## Prompt:
Gather every line in the listing below that contains the string "white" and copy each one. Case counts.

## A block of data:
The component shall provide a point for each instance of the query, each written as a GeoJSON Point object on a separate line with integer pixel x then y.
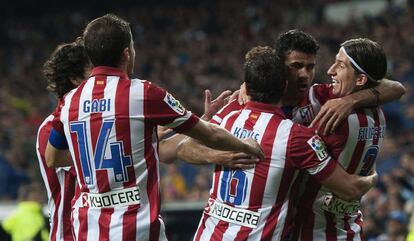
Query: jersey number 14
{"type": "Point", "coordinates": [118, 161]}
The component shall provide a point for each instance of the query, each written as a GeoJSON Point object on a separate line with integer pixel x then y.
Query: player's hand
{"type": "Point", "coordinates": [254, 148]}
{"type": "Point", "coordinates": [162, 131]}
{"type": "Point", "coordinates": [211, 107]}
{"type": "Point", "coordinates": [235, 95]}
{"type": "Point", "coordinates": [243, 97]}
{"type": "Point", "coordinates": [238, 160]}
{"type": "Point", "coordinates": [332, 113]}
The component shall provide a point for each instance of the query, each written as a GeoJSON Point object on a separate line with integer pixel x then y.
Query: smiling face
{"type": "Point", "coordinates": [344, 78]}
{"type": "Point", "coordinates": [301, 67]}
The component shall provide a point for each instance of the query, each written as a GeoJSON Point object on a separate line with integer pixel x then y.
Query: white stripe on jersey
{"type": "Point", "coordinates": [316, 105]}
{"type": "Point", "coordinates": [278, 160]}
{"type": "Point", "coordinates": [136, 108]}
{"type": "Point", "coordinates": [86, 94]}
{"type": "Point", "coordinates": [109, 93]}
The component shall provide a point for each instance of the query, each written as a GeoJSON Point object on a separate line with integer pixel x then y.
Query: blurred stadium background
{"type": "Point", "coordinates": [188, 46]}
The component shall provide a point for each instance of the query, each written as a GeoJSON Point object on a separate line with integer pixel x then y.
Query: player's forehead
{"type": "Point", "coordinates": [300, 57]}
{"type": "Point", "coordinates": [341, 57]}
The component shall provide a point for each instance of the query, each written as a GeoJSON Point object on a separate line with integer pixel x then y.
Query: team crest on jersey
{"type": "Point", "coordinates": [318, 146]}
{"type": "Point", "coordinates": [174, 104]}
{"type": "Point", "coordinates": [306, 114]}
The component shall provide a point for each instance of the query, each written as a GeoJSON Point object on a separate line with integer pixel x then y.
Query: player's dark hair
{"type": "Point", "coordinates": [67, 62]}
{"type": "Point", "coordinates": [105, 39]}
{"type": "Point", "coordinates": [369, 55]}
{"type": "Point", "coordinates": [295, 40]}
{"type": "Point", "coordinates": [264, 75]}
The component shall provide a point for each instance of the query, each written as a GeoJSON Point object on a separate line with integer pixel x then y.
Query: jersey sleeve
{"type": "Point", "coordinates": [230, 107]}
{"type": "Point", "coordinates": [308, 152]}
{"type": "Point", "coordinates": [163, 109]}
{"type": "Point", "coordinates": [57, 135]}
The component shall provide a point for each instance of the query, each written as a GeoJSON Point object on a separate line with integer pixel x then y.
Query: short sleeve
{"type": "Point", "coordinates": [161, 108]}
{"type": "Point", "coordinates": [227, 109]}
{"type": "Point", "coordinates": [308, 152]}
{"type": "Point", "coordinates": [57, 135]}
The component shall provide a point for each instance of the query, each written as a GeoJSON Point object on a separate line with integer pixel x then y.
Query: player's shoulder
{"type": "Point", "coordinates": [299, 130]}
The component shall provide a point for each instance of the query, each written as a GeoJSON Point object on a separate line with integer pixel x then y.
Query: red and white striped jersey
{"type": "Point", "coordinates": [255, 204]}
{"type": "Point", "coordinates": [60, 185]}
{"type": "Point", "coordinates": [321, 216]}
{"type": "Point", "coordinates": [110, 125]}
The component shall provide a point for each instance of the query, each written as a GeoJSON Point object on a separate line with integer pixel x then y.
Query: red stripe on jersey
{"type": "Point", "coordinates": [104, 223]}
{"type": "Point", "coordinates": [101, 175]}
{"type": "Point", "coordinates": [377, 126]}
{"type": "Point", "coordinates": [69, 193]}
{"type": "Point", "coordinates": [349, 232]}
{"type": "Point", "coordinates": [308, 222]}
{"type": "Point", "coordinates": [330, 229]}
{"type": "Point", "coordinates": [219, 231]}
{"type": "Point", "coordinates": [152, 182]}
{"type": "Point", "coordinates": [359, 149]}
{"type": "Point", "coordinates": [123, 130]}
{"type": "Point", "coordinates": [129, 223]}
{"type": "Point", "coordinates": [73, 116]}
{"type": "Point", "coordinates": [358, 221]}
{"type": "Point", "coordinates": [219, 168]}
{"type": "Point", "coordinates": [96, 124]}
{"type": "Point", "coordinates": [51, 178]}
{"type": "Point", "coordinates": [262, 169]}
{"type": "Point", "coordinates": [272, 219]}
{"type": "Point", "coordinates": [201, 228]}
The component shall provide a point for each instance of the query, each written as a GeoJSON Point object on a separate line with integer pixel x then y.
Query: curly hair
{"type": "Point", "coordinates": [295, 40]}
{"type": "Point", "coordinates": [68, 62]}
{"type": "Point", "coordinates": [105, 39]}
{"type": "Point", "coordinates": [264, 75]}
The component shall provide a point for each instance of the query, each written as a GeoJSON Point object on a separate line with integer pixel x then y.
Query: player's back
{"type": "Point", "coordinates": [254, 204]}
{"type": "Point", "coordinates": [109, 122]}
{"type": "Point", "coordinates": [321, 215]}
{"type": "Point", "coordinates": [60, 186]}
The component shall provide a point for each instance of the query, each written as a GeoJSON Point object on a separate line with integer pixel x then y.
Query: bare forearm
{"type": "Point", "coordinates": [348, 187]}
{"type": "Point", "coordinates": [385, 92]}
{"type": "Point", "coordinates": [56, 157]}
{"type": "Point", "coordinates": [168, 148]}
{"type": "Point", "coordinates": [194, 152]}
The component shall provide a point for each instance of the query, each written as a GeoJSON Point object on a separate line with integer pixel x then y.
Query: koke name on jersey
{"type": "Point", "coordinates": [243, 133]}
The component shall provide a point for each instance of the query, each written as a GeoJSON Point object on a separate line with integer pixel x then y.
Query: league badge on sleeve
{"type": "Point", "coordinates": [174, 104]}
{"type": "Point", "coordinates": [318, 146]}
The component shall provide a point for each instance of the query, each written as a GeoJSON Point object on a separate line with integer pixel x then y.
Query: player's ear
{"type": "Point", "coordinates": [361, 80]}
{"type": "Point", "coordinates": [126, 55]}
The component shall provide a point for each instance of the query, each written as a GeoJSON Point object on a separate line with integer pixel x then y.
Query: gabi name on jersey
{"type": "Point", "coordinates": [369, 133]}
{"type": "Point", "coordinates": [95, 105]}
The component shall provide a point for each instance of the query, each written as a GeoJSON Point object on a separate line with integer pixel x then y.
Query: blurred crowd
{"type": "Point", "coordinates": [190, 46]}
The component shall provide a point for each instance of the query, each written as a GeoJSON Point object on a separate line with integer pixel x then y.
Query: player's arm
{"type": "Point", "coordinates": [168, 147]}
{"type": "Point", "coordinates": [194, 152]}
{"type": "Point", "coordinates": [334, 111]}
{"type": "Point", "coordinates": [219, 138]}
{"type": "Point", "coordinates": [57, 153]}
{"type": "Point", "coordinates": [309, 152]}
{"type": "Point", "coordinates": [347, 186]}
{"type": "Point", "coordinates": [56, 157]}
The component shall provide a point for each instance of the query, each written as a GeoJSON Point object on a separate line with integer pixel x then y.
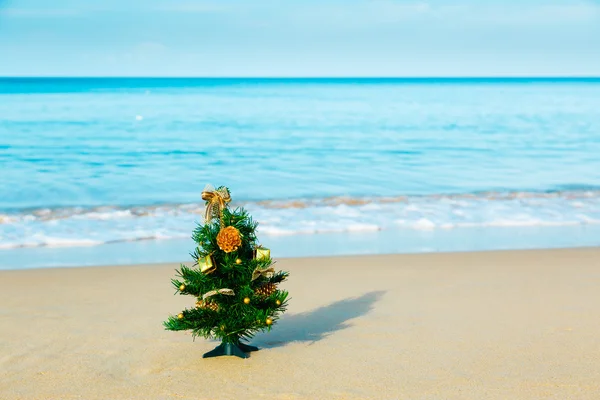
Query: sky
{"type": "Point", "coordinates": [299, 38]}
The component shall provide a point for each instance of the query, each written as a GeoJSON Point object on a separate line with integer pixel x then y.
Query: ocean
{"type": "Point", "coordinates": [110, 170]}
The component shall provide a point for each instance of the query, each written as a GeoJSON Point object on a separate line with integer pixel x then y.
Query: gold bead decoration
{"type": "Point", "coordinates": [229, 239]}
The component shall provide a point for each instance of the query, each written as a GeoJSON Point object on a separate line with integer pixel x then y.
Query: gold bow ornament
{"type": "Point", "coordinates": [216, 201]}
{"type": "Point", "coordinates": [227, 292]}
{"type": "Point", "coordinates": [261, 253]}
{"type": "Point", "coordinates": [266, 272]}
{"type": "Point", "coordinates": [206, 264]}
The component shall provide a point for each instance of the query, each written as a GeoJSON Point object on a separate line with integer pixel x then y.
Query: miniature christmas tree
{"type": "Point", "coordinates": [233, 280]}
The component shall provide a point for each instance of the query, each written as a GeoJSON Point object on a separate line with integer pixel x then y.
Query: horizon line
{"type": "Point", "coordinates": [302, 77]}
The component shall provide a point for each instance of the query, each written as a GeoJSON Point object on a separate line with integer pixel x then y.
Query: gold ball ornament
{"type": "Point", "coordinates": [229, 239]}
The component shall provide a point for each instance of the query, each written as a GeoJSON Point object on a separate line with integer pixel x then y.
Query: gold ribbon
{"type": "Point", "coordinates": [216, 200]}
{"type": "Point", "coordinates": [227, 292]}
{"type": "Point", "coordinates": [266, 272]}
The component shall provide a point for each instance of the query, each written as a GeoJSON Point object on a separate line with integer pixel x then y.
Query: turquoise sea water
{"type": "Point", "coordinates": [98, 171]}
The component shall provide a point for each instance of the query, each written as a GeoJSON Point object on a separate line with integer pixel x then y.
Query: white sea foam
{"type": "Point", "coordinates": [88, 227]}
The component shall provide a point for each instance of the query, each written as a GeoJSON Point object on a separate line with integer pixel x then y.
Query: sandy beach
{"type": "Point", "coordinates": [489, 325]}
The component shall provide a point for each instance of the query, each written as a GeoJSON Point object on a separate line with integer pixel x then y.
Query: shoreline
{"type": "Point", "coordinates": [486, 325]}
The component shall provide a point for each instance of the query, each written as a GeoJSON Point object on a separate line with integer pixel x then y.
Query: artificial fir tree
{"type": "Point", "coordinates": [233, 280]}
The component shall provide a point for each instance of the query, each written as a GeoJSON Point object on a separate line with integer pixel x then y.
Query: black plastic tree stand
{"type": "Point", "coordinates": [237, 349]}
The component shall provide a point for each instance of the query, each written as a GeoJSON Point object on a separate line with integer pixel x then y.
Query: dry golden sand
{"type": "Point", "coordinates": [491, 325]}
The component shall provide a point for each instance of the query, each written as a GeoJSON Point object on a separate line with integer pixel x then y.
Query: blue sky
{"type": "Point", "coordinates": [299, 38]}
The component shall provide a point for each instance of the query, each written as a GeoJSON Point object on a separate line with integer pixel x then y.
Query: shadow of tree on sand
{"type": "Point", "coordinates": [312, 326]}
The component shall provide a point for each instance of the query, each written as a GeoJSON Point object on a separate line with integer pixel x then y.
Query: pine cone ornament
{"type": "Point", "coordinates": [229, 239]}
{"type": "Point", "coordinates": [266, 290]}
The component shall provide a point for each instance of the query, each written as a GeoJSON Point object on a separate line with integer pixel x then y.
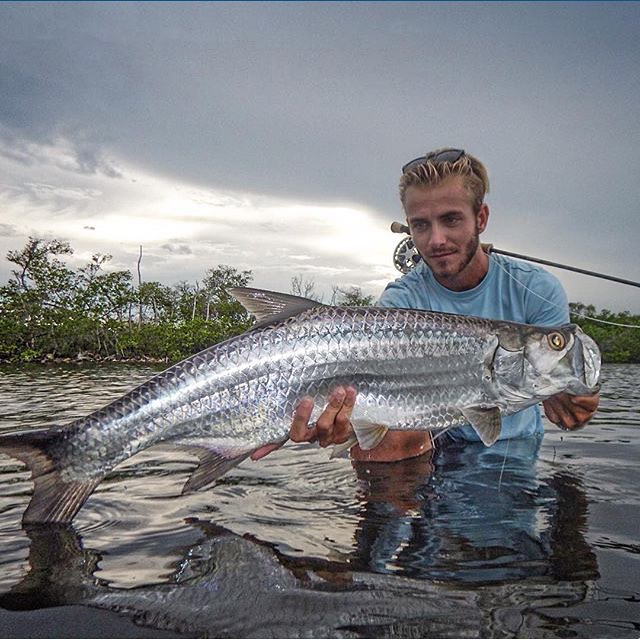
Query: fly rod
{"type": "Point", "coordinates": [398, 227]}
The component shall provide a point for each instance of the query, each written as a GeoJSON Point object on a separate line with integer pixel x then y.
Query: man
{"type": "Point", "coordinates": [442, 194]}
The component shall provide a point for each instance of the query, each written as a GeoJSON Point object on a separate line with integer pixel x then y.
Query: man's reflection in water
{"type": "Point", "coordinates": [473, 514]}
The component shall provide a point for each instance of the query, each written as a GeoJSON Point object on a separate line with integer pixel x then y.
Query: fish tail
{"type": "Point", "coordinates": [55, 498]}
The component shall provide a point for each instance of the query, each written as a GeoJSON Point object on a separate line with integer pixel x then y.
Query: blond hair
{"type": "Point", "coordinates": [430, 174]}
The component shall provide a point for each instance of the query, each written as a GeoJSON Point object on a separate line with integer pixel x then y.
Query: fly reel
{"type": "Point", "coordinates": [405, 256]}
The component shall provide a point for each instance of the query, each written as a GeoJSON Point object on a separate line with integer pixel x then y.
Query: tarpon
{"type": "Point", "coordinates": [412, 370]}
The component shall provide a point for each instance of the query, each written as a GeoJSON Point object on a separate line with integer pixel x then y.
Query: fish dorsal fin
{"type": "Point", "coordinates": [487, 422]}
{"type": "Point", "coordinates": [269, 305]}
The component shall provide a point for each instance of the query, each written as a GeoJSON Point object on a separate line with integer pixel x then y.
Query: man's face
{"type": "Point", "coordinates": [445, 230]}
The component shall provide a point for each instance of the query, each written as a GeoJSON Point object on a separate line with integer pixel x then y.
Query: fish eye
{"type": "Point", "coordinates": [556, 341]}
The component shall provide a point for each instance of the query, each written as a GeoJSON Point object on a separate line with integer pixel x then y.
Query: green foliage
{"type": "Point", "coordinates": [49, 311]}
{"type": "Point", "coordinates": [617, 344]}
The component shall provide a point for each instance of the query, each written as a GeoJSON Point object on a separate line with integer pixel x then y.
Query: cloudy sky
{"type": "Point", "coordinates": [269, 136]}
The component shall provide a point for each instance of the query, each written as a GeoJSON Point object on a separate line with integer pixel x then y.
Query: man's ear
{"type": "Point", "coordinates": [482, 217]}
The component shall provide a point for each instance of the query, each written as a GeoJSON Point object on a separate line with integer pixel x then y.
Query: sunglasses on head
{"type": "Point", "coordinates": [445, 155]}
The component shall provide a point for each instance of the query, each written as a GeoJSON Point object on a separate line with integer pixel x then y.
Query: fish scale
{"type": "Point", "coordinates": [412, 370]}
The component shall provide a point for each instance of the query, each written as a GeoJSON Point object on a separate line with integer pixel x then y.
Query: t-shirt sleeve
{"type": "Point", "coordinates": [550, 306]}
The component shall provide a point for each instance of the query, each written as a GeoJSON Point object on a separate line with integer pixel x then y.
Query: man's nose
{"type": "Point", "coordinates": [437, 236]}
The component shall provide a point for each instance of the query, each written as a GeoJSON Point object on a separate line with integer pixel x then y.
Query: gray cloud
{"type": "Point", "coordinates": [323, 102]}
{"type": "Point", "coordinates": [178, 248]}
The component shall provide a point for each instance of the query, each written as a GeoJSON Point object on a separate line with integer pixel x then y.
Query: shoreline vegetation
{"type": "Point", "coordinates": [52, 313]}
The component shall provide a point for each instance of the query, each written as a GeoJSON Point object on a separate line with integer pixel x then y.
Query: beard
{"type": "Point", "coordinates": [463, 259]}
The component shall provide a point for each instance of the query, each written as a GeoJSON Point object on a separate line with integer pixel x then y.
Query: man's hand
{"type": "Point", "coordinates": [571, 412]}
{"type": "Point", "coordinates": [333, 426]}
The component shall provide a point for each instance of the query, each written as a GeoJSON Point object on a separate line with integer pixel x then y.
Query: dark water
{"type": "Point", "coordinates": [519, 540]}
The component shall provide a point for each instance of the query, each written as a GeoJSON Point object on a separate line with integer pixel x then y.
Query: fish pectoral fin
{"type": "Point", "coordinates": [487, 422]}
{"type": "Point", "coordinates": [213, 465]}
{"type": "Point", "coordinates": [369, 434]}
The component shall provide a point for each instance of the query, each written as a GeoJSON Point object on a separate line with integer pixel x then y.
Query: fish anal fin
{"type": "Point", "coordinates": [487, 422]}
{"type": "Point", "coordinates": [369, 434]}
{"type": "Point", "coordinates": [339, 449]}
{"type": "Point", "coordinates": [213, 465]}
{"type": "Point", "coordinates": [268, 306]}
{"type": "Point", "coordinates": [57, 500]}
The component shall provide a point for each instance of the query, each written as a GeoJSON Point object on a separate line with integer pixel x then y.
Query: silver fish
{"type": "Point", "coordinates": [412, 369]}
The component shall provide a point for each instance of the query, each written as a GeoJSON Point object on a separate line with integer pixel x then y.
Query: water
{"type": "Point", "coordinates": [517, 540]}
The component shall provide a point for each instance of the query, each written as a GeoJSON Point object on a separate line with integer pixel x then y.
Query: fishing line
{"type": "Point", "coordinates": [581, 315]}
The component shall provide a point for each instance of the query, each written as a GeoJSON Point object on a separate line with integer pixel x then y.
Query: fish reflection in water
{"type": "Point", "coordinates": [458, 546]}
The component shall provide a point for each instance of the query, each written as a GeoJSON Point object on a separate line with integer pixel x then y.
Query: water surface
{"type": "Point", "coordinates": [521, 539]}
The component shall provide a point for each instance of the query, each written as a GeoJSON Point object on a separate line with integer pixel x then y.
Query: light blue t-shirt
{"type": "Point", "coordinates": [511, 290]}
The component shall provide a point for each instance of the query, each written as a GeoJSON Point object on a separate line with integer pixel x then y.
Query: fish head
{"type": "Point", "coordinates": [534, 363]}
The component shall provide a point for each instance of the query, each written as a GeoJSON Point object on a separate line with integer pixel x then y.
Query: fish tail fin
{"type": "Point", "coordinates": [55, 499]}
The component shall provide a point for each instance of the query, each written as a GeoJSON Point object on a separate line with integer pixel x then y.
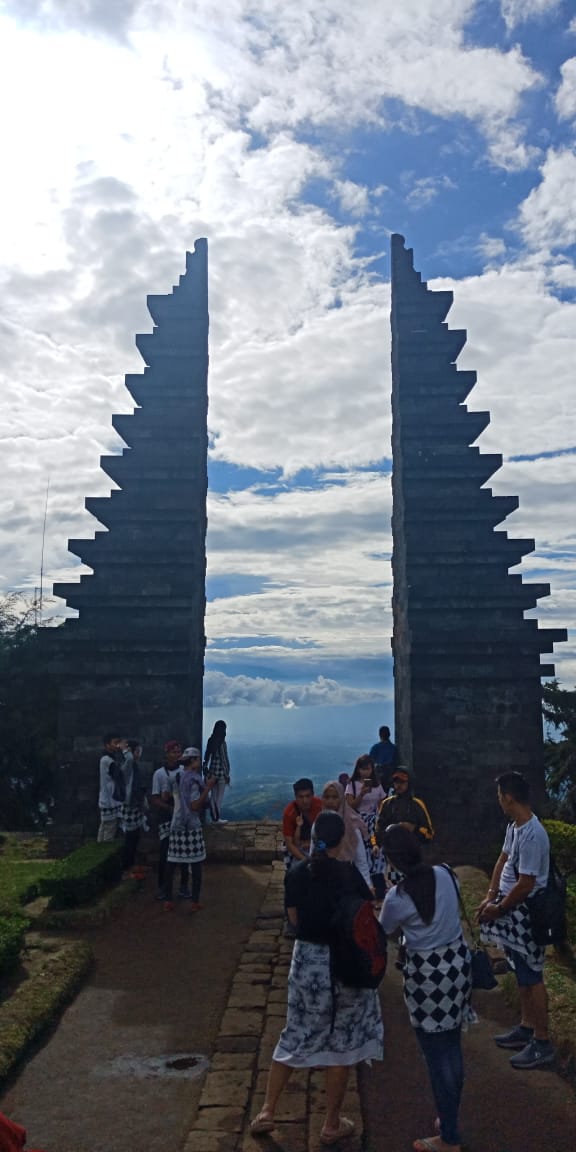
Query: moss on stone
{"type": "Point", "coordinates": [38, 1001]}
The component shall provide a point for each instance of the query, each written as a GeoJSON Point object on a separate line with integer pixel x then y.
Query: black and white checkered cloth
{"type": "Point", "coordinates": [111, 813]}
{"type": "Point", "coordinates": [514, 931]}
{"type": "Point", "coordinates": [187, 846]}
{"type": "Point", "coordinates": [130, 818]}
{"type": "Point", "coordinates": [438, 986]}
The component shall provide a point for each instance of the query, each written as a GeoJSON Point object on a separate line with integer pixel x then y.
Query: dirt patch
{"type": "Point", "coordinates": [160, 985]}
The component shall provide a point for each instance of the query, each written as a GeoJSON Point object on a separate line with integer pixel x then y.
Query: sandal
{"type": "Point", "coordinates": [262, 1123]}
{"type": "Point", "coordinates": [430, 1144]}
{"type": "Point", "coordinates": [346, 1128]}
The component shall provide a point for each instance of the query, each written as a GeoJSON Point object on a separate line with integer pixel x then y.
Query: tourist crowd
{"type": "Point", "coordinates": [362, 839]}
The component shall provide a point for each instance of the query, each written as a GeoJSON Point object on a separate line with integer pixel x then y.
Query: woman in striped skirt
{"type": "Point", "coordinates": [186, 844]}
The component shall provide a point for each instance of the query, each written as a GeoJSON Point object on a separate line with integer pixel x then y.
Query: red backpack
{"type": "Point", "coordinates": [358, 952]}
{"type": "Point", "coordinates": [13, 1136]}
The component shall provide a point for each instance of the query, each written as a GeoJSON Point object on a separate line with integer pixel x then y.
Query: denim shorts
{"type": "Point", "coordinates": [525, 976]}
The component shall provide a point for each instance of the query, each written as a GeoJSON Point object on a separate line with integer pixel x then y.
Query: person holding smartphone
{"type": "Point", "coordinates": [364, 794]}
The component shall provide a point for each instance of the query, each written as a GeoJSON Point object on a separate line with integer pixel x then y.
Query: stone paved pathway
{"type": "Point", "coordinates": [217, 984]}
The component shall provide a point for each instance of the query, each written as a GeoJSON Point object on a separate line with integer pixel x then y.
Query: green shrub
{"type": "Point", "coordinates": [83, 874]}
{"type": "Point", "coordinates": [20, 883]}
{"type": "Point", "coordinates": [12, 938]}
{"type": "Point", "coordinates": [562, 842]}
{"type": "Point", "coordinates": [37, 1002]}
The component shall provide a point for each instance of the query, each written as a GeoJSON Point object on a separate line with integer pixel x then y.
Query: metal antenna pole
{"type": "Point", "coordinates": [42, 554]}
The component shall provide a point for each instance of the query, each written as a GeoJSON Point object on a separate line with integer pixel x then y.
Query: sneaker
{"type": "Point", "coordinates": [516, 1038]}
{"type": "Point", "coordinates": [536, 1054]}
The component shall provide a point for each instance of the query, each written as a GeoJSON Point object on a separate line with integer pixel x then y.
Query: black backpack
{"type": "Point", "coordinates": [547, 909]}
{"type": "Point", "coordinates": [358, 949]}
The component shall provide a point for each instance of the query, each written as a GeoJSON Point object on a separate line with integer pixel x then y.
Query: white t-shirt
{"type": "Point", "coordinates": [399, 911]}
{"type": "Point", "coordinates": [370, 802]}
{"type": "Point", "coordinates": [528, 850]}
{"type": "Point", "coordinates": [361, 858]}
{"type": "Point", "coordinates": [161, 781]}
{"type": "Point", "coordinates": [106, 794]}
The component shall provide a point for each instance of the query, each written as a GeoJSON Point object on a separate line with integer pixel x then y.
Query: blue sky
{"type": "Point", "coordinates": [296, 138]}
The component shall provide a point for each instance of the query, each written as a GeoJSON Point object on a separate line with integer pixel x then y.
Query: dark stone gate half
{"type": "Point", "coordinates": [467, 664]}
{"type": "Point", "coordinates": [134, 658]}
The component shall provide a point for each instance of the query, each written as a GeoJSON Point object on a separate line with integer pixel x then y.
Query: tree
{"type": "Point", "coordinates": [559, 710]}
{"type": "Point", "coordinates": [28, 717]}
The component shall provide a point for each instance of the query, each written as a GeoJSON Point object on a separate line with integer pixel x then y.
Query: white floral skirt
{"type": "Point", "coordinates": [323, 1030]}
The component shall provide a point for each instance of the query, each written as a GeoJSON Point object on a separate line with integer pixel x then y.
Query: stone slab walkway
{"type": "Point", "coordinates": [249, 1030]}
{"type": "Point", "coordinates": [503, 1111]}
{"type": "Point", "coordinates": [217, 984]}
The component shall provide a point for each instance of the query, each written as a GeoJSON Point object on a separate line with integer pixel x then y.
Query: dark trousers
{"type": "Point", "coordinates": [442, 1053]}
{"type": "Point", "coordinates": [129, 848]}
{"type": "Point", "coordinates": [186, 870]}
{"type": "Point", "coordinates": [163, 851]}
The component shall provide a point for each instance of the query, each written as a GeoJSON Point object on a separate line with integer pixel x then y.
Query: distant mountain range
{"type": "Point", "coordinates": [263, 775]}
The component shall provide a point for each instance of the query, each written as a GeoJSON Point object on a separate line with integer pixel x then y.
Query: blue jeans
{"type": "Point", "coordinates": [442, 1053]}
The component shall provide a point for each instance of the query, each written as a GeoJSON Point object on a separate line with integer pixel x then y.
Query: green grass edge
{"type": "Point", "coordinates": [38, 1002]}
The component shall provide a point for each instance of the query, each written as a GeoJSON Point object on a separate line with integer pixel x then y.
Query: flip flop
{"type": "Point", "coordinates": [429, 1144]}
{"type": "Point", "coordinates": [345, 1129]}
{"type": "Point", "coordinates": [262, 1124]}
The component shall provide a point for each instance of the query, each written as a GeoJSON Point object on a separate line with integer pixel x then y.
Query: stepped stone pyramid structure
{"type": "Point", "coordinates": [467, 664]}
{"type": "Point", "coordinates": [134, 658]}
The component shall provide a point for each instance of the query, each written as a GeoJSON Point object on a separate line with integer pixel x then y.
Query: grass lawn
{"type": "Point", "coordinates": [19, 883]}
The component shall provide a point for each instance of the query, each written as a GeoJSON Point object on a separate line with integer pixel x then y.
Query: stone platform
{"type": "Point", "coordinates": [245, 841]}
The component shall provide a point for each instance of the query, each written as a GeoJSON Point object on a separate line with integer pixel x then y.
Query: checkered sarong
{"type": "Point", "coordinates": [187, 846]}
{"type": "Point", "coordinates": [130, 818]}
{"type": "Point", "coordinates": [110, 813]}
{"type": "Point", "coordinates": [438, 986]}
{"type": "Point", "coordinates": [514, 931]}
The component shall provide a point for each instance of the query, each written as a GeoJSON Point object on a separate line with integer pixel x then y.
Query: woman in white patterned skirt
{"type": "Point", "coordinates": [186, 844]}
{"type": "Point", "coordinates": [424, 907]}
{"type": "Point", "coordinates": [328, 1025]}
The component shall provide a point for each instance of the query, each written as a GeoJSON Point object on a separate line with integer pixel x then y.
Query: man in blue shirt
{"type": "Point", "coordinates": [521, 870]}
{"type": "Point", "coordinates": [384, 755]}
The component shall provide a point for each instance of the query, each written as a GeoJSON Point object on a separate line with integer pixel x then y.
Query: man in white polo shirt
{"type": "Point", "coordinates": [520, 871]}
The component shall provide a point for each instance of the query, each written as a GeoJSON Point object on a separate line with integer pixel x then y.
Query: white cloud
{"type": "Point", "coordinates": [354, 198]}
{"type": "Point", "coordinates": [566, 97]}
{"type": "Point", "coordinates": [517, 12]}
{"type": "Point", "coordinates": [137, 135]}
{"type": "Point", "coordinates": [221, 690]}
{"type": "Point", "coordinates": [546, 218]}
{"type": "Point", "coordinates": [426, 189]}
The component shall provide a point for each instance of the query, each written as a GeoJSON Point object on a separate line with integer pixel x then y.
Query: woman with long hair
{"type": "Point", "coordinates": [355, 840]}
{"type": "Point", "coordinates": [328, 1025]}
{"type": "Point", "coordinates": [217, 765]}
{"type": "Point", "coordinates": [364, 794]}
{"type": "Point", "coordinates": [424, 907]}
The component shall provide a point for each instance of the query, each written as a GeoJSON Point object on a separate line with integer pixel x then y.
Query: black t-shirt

## Answer to this task:
Query: white stripe on jersey
Query: red and white striped jersey
Query: white sea foam
Query: black and white checkered cloth
Query: white t-shirt
Query: white floral skirt
Query: woman in white patterned skirt
Query: man in white polo shirt
Query: white cloud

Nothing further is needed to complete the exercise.